| Extract to read |
Segment Open

The European Commission today warned Italy it may face sanctions if it doesn’t clean up the 2,000 tons of rubbish that have piled up on the streets of Naples in the country’s latest collection crisis.
European environment commissioner Janez Potocnik said the latest outbreak of violence between residents and police over where to put Naples’ rubbish shows that the country hasn’t taken sufficient measures to deal with the crisis.
For more than a week protesters have set vehicles ablaze, burned Italian flags and hurled stones and firecrackers at police. The residents are protesting about stench and poor conditions of the local dump, as well as plans to open a new one in the Vesuvio National Park.
Clashes continued overnight but the situation was calm today.
Anna Langella, mother of a one a half year old boy, says the family doctor had this simple prescription for her: move somewhere else.

Segment Closed

| Input data |
Segment Open

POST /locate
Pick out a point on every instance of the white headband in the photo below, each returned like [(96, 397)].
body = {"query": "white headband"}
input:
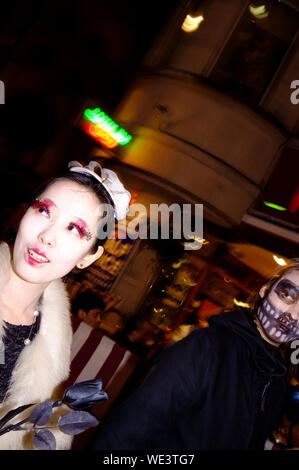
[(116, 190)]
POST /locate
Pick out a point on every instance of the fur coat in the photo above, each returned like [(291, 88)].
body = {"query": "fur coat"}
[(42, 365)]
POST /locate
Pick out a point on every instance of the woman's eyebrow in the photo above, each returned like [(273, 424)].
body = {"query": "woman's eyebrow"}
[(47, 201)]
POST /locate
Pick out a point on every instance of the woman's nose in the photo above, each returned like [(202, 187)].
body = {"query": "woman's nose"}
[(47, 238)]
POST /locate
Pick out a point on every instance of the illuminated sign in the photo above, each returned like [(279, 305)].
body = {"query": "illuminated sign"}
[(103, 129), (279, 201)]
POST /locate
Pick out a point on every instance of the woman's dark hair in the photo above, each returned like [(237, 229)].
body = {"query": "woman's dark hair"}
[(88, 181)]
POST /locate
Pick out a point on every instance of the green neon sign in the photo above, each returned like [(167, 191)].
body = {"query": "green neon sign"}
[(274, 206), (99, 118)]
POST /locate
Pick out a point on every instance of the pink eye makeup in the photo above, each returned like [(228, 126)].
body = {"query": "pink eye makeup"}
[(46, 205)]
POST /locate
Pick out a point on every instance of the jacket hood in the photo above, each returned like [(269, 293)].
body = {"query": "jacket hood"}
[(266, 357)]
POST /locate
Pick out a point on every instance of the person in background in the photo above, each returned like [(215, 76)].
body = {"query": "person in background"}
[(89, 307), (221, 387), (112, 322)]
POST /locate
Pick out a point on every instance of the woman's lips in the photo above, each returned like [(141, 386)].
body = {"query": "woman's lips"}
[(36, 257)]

Segment Closed

| Parts of the exercise |
1/ Answer these questions using the Naples rubbish article.
(a) How many tons of rubbish have piled up on the streets of Naples?
(b) Where is the new dump planned to open?
(c) What did the family doctor tell Anna Langella to do?
2/ List everything the Naples rubbish article says the residents are protesting about.

| Answers given |
1/
(a) 2,000 tons
(b) In the Vesuvio National Park
(c) Move somewhere else

2/
- The stench
- The poor conditions of the local dump
- Plans to open a new dump in the Vesuvio National Park